Named object pointing entries
==============================

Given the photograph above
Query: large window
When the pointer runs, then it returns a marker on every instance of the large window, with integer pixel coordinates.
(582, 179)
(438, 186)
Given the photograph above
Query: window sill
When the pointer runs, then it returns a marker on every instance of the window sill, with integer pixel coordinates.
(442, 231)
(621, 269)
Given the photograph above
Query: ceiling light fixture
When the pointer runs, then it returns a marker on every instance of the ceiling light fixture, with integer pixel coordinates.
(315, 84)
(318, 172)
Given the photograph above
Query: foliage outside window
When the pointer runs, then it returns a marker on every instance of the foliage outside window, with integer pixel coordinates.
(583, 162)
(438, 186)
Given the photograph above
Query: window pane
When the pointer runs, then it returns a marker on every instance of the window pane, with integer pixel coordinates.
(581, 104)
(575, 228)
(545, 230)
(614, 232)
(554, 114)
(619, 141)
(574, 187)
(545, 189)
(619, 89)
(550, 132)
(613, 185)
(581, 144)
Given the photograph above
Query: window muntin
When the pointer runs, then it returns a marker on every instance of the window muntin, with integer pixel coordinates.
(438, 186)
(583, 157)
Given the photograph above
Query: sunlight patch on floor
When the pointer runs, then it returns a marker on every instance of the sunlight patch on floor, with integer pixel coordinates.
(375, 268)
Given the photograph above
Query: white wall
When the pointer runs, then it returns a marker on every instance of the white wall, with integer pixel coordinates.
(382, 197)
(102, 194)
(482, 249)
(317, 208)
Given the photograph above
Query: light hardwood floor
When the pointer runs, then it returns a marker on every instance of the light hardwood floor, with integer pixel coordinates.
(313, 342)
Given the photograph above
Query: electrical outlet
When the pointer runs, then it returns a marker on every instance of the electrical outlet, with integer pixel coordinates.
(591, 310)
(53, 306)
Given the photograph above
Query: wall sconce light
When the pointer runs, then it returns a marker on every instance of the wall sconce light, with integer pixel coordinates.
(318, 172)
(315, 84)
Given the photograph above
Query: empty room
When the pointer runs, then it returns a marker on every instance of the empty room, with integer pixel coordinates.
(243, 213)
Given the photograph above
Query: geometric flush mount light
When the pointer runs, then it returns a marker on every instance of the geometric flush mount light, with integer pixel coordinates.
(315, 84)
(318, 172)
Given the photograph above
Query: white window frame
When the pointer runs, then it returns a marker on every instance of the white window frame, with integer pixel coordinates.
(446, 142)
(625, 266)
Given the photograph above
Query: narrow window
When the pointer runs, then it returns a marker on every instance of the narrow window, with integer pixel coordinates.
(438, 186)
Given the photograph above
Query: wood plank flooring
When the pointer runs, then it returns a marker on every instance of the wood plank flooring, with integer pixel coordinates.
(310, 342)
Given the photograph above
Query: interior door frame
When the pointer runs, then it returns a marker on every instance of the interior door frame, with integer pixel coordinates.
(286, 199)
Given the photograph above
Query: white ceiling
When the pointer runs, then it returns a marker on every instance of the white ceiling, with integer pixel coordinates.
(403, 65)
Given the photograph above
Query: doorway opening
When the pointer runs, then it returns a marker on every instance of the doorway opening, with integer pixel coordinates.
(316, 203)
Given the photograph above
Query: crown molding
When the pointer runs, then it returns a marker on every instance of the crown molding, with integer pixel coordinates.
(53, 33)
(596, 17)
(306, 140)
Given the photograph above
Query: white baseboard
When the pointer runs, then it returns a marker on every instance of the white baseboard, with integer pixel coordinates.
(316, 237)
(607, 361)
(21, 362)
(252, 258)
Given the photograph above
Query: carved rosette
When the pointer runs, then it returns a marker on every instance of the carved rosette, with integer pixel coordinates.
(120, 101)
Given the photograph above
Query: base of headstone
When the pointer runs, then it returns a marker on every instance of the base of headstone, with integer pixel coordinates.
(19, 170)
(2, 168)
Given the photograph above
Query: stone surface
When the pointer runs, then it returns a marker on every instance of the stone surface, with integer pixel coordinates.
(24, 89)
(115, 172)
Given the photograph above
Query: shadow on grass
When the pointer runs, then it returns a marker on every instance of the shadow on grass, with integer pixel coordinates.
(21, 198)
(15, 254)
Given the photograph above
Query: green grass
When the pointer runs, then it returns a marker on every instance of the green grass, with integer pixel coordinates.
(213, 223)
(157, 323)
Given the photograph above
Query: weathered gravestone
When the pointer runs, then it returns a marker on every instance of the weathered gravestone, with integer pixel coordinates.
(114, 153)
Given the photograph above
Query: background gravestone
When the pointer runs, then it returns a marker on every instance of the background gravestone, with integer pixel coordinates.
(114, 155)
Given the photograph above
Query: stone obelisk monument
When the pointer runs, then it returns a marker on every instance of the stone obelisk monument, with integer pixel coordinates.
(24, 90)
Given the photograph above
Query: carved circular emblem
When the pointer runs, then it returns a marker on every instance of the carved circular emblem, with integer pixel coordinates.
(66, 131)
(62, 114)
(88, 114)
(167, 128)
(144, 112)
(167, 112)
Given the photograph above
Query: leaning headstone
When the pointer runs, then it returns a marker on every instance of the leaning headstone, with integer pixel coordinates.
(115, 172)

==============================

Stated task: Emit the full listing verbatim.

Exercise response:
Given the photograph above
Query: large window
When the pointer runs, then it returns a marker on every instance of the large window, with integer pixel coordinates.
(582, 179)
(438, 186)
Given the photograph above
Query: window sill
When the pointer runs, then it returns a marker on every instance of the window sill, with integer pixel coordinates.
(442, 231)
(621, 269)
Given the photograph above
Query: ceiling light fixture
When the pointer runs, then it returns a marker on every instance of the ceiling light fixture, with integer pixel coordinates.
(315, 84)
(318, 172)
Given the photograph above
Query: foliage outside window
When the pointer runs, then it returns a marker on every instance of the foliage outside window, with integer pixel coordinates.
(583, 162)
(438, 186)
Given the photograph above
Query: window pane
When the pointer runs, then it returns a marker on every instance of the window pane, with integer pixel coordinates.
(581, 104)
(575, 228)
(545, 230)
(614, 232)
(554, 114)
(619, 141)
(574, 187)
(545, 189)
(619, 89)
(550, 132)
(613, 185)
(581, 144)
Given the photograph above
Query: window muntin
When the pointer runs, then it returns a marker on every instance of the window muntin, with integer pixel coordinates.
(438, 186)
(583, 157)
Given the photograph above
Query: sunlight patch on floor
When the pointer runs, then it returns a marker on every instance of the sunlight patch on floor, with integer pixel coordinates.
(375, 268)
Given the photograph above
Query: white wall
When the pointer runs, then it returns a marker on every instance of the white wall, with integer pixel coordinates.
(382, 197)
(102, 194)
(482, 249)
(317, 208)
Given the photograph above
Query: light hardwood floor
When the pointer runs, then it returns a marker on every instance of the light hardwood floor, with integer pixel coordinates.
(313, 342)
Given the photograph above
Query: electrical outlet
When the pointer runs, then it returns a marker on every instance of the electrical outlet, with integer pixel coordinates.
(591, 310)
(53, 306)
Given the photograph above
Query: wall sconce light
When the pointer runs, then it returns a marker on every instance of the wall sconce light, with integer pixel coordinates.
(318, 172)
(315, 84)
Given the photograph above
Query: empty room
When the pointer runs, then it returns a marker on every instance of the empty room, with integer pixel coordinates.
(243, 213)
Given the photograph above
Query: geometric flush mount light
When the pointer runs, then it returns a marker on every instance of the geometric flush mount light, with integer pixel coordinates.
(315, 84)
(318, 172)
Given the photograph above
Query: white window frame
When the pointer runs, then it returns a marker on every instance of the white window frame, with integer pixel coordinates.
(446, 142)
(625, 266)
Given the photograph above
Query: narrow window
When the pointer runs, then it returns a marker on every instance of the narrow window, with integer pixel coordinates.
(438, 186)
Given the photograph above
Query: wood plank flooring
When the pointer runs, then it returns a marker on every instance of the wood plank flooring, with integer pixel coordinates.
(310, 342)
Given the photograph above
Query: interior door frame
When the pointer runs, then it returns a marker on every instance of the interior door frame, with integer pixel coordinates.
(286, 199)
Given the photograph above
Query: white ceiling
When the pointer runs, then it returns a marker on every instance of the white ceiling, with integer pixel coordinates.
(403, 65)
Given the photograph above
Query: doorway opening
When the pointer runs, then it returns a marker on every instance of the doorway opening, with integer pixel coordinates.
(316, 203)
Given the photograph above
Query: crown molding
When the pointer runs, then it returns a marker on every instance of the crown molding, with integer pixel coordinates.
(53, 33)
(596, 17)
(306, 140)
Given the photograph above
Query: white baseboard
When the pointer runs, then it returns a marker on every instance of the white baseboard, with integer pixel coordinates.
(316, 237)
(607, 361)
(21, 362)
(252, 258)
Given the photograph above
Query: carved rosette
When the pointer runs, then it returns a marker on every instance of the carved rosette, with integer pixel coordinates.
(120, 101)
Given the photograph above
Query: base of headstone
When the pointer runs, then it returns a marker on every instance of the base of headstone, with integer pixel coordinates.
(19, 170)
(2, 168)
Given the photograph above
Query: stone surface
When the pointer runs, then it returns a marker on every instance of the stone surface, with integer pixel coordinates.
(24, 89)
(115, 172)
Given the photograph above
Query: shadow on grass
When the pointer runs, then it returns a marker on every instance of the shadow on grass, with integer pixel coordinates.
(21, 198)
(15, 254)
Given the photograph above
Query: green grass
When the pointer runs, then it returns a marker on every instance of the green grass, with integer pixel coordinates.
(213, 223)
(157, 323)
Given the photograph above
Query: weathered gravestone
When the pointer runs, then it returns a marker on every instance of the weathered gravestone, with integer pixel coordinates.
(114, 153)
Given the photograph above
Query: background gravestone
When the pointer runs, then it returns a marker on every instance of the background gravestone, with integer pixel coordinates.
(114, 155)
Given the photograph above
Query: stone obelisk monument
When the pointer runs, then it returns a marker on every instance of the stone obelisk monument, with integer pixel coordinates.
(24, 90)
Given the photograph above
Query: carved circular emblem
When the pointer runs, then it returns a marker on every instance of the carved circular emblem, with integer pixel coordinates.
(66, 131)
(62, 114)
(88, 114)
(167, 128)
(144, 112)
(167, 112)
Given the photograph above
Query: leaning headstone
When the pointer runs, then it returns a marker on every instance of the leaning headstone, with integer pixel coordinates.
(115, 172)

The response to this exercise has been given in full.